Give again, word for word, every line below from the one that has "[pin] wooden hammer" through the one that has "[pin] white t-shirt", both included, and no others.

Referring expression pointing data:

# # # #

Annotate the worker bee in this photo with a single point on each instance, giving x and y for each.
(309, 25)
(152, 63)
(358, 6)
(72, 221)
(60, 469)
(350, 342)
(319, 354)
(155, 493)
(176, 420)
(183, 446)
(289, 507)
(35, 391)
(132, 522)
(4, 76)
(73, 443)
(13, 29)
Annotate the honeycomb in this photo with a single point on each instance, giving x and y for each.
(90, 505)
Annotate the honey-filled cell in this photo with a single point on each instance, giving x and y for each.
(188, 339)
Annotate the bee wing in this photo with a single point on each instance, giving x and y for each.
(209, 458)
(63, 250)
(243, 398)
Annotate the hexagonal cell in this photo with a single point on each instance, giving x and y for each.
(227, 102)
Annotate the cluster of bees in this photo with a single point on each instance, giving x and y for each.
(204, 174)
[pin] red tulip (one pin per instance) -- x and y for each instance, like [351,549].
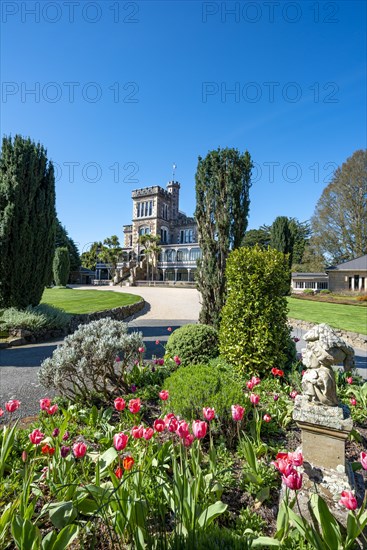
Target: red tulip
[237,412]
[363,459]
[52,409]
[119,404]
[159,425]
[12,405]
[137,432]
[208,413]
[120,441]
[348,500]
[79,449]
[199,428]
[148,433]
[45,403]
[254,398]
[36,437]
[134,405]
[128,462]
[164,395]
[293,480]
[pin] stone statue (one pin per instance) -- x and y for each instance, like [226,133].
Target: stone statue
[324,349]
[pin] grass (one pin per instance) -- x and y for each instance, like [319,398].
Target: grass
[86,301]
[346,317]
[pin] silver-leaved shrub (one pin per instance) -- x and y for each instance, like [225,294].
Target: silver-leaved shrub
[93,360]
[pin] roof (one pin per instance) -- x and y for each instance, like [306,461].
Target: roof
[358,264]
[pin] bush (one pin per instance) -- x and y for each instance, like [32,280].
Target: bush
[85,363]
[35,319]
[193,344]
[254,336]
[198,386]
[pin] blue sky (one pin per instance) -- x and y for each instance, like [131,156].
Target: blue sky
[122,90]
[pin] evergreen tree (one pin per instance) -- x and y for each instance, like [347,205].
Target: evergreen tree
[61,266]
[281,237]
[63,239]
[27,222]
[223,180]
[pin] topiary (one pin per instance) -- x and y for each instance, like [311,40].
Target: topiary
[85,363]
[193,344]
[198,386]
[254,335]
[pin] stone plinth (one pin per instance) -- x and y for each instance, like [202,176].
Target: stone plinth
[324,432]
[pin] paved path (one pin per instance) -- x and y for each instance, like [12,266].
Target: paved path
[19,366]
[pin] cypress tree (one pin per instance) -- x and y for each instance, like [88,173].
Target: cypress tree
[27,222]
[61,266]
[223,180]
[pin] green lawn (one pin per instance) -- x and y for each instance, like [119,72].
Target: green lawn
[86,301]
[346,317]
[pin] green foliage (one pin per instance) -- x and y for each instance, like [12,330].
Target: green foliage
[35,319]
[27,222]
[61,266]
[223,180]
[254,335]
[197,386]
[193,344]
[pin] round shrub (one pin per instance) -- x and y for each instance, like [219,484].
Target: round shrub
[193,344]
[199,386]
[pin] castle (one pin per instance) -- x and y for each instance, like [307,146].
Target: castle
[156,212]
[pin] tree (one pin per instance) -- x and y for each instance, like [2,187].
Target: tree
[151,250]
[63,239]
[61,266]
[27,222]
[223,180]
[254,335]
[339,223]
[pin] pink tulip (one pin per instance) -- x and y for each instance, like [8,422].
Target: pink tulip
[119,404]
[12,405]
[254,398]
[182,429]
[363,459]
[159,425]
[348,500]
[208,413]
[137,432]
[293,480]
[237,412]
[134,405]
[120,441]
[148,433]
[199,428]
[79,449]
[52,409]
[36,437]
[164,395]
[45,403]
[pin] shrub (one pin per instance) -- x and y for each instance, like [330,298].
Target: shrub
[85,363]
[254,336]
[198,386]
[61,266]
[35,319]
[193,344]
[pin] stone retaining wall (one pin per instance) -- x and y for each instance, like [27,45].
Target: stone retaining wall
[20,337]
[352,338]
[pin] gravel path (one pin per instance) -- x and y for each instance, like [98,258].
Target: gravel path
[166,307]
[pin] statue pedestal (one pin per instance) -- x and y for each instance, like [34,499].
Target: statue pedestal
[324,432]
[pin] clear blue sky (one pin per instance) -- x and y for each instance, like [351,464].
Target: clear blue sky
[122,90]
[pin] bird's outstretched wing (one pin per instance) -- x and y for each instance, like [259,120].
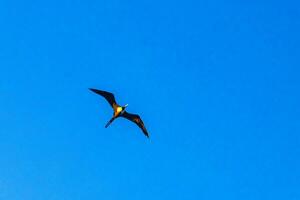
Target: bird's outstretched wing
[107,95]
[136,119]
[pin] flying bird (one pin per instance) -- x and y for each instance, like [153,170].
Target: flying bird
[119,111]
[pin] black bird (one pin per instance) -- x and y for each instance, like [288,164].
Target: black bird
[119,111]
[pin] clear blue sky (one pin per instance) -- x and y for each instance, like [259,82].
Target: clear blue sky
[216,83]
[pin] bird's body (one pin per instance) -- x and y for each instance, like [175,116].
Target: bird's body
[119,111]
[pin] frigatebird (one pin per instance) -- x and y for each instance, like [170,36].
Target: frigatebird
[119,111]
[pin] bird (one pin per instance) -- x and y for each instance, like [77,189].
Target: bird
[119,111]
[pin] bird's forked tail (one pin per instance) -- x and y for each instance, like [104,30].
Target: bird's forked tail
[109,122]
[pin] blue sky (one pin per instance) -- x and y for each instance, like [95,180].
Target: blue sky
[216,83]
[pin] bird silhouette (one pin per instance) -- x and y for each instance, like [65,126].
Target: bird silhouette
[119,111]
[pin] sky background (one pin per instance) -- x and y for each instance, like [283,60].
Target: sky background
[216,83]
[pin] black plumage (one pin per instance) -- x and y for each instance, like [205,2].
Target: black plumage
[119,111]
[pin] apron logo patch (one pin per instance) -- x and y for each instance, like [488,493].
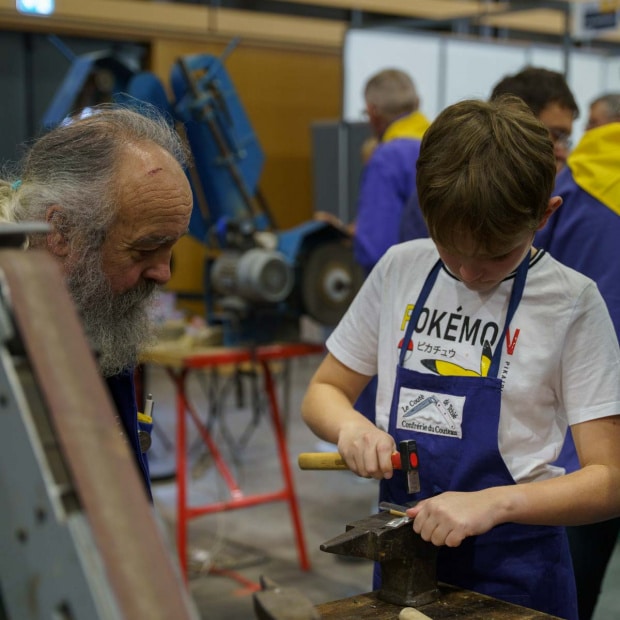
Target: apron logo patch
[427,412]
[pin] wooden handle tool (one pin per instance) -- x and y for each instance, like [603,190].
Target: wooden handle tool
[406,459]
[409,613]
[332,460]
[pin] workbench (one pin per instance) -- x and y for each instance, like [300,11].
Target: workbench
[179,361]
[452,604]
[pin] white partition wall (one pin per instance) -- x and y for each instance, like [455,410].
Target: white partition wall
[447,69]
[368,51]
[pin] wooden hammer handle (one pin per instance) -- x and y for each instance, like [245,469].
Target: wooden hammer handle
[331,460]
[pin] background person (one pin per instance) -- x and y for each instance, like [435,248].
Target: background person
[504,339]
[584,234]
[549,97]
[603,110]
[112,187]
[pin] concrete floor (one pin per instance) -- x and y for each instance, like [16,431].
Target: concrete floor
[230,551]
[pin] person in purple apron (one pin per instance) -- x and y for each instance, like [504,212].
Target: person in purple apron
[486,351]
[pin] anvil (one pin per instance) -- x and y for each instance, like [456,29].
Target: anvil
[408,563]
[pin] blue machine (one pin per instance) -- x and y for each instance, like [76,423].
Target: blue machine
[260,280]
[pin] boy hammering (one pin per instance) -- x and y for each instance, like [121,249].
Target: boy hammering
[486,351]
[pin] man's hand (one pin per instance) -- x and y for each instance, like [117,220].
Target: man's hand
[449,518]
[366,449]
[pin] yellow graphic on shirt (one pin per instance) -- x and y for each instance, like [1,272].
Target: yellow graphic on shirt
[450,369]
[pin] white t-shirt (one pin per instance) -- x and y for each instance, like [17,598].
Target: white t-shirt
[560,361]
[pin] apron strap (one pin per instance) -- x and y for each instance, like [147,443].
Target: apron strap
[515,298]
[417,309]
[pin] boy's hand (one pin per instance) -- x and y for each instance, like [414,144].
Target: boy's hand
[366,450]
[449,518]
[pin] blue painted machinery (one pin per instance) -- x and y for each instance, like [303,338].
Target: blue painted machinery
[258,281]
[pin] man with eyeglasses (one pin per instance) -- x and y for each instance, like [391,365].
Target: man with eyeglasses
[548,95]
[583,234]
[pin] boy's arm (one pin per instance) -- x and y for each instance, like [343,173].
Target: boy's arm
[588,495]
[328,410]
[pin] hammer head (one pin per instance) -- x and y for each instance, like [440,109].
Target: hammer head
[409,464]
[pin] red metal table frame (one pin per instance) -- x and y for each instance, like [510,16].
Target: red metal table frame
[178,365]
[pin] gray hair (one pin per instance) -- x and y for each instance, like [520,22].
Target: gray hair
[74,166]
[393,93]
[611,101]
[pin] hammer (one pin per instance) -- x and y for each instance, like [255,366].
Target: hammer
[405,459]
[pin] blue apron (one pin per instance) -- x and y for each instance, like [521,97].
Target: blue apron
[123,392]
[521,564]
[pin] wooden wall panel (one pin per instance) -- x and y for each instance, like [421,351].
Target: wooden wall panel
[283,91]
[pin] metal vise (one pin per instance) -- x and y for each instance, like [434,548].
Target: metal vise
[408,563]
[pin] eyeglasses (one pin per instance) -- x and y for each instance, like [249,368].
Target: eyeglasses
[560,139]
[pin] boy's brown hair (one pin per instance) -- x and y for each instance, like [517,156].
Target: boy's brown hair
[486,169]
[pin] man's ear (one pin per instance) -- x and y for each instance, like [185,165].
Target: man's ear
[57,240]
[554,203]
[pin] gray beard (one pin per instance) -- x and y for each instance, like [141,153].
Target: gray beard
[118,327]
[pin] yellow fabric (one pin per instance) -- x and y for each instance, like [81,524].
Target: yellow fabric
[411,126]
[145,419]
[594,164]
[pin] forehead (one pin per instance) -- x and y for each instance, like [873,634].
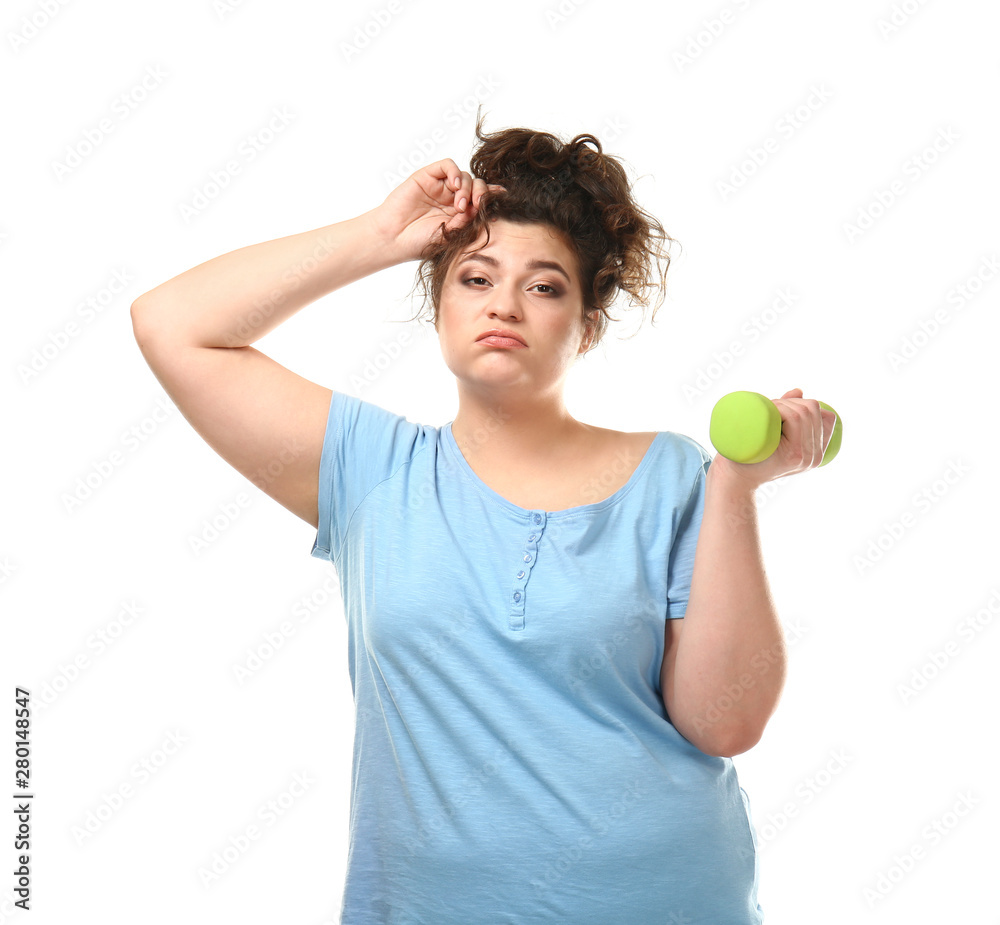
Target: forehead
[535,239]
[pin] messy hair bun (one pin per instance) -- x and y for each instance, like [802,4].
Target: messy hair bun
[581,192]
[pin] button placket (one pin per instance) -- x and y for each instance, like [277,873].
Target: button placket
[536,525]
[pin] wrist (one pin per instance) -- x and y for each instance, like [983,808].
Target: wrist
[727,478]
[384,240]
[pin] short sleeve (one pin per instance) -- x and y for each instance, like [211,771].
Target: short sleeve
[363,445]
[688,515]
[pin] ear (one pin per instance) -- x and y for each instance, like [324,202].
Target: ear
[590,329]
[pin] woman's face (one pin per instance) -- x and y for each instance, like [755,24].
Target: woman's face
[527,281]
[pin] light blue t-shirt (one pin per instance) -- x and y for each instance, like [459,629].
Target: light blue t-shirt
[513,760]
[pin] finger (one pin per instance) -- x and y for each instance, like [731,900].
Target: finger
[463,191]
[829,422]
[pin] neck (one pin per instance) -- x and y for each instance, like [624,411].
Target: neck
[508,429]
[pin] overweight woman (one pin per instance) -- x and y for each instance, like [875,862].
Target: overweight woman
[558,634]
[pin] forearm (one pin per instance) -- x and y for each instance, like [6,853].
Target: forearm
[236,298]
[731,657]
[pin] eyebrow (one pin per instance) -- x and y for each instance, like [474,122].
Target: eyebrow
[529,265]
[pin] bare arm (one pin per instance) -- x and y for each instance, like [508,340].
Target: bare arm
[195,330]
[724,670]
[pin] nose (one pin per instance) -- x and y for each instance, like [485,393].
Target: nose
[503,303]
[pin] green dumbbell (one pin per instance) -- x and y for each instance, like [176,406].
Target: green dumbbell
[746,428]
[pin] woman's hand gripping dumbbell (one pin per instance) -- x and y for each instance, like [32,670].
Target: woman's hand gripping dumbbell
[749,429]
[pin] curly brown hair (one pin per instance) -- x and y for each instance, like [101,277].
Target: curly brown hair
[579,191]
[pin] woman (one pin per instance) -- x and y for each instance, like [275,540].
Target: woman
[559,634]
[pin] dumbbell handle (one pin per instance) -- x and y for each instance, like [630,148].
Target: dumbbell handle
[746,428]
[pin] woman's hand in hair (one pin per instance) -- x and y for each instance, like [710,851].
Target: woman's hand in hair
[412,214]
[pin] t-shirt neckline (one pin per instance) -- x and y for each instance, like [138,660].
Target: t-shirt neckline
[593,507]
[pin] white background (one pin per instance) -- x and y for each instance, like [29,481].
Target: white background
[871,576]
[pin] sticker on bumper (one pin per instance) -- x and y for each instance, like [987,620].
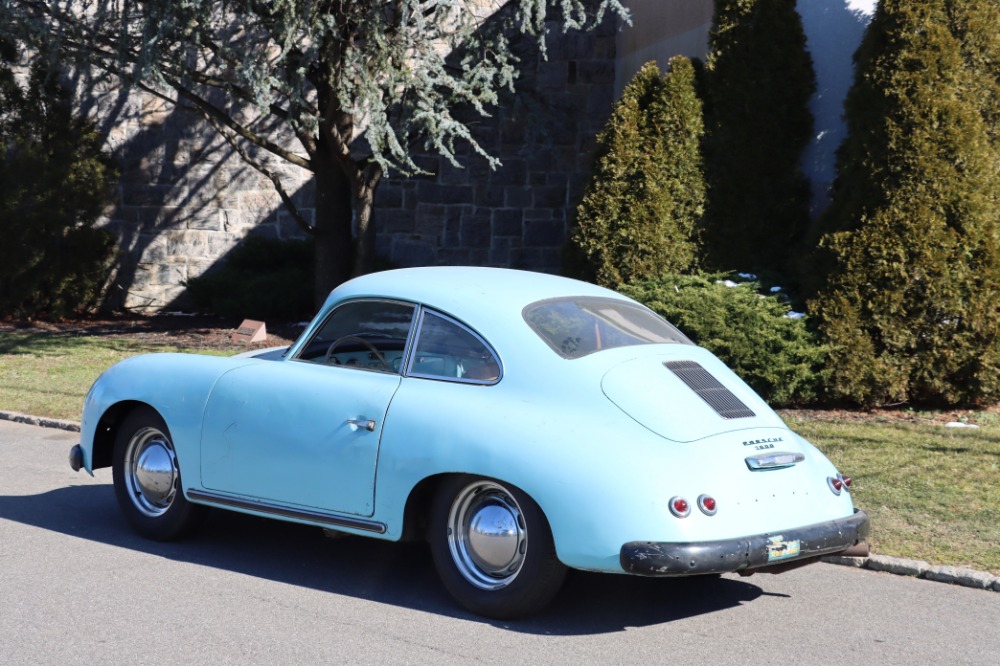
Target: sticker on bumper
[779,549]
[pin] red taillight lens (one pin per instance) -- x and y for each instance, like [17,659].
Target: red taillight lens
[679,507]
[707,505]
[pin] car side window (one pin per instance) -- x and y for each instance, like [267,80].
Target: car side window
[368,335]
[446,349]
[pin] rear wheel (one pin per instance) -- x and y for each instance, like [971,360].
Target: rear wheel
[493,548]
[147,479]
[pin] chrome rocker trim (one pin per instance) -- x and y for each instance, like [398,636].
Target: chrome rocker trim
[316,517]
[756,552]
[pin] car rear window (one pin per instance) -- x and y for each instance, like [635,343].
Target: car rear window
[577,326]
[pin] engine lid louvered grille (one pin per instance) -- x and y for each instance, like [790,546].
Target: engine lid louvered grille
[709,389]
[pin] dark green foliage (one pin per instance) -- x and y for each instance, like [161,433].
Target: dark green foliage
[911,307]
[646,195]
[776,355]
[261,279]
[758,82]
[54,185]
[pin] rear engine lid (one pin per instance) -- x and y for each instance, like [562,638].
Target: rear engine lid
[685,399]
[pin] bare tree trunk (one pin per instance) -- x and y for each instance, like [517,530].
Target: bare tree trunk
[334,244]
[364,260]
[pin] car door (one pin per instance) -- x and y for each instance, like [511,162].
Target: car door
[306,431]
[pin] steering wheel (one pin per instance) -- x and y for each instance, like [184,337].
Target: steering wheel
[354,338]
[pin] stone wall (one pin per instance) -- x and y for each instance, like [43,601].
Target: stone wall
[186,199]
[517,215]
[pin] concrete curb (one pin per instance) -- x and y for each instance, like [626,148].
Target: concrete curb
[894,565]
[920,569]
[42,421]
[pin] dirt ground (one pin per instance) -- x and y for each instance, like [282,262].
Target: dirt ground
[206,332]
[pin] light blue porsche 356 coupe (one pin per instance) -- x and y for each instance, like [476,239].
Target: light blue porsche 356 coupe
[522,423]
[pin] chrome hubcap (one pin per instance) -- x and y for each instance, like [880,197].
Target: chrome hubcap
[487,535]
[151,471]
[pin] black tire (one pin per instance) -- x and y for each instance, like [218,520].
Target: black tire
[147,479]
[505,568]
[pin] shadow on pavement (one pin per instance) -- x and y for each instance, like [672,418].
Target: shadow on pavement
[400,574]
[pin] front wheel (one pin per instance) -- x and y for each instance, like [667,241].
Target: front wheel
[147,479]
[493,548]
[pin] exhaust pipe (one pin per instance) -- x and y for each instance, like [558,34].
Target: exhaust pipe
[857,550]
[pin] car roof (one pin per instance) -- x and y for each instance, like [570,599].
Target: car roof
[467,292]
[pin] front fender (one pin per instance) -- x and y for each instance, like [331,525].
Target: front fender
[176,385]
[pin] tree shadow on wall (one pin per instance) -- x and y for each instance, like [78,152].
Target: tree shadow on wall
[184,199]
[834,29]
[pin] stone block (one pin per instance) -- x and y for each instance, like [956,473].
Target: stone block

# # # #

COMPLETED TASK -
[pin] wooden hammer handle (one pin per instance) -- x and y for each instance, like [245,469].
Target: wooden hammer handle
[331,460]
[pin] background person (one pin per instance) -- x and y for each instance, like [435,248].
Target: background person
[504,339]
[584,234]
[549,97]
[603,110]
[112,187]
[pin] concrete floor (one pin per instance) -- x and y for each instance, like [16,431].
Target: concrete floor
[230,551]
[pin] person in purple apron (one pin per instance) -- x and y for each instance, like [504,212].
Target: person in purple apron
[486,351]
[pin] anvil (one pin per instance) -- x and y for each instance, like [456,29].
Target: anvil
[408,563]
[pin] blue machine (one pin per instance) -- x and y for each instance, like [76,423].
Target: blue machine
[260,280]
[pin] boy hammering (one pin per instance) -- x and y for each instance, like [121,249].
Target: boy hammering
[486,351]
[pin] man's hand (one pin per instance) -- x and y for each instance, like [117,220].
Target: man's hand
[449,518]
[366,449]
[pin] yellow graphic on shirt (one pin per instance) -- x and y for each instance, like [1,272].
Target: yellow graphic on shirt
[450,369]
[pin] white t-shirt (one pin per instance) -- x and y for each instance, like [17,598].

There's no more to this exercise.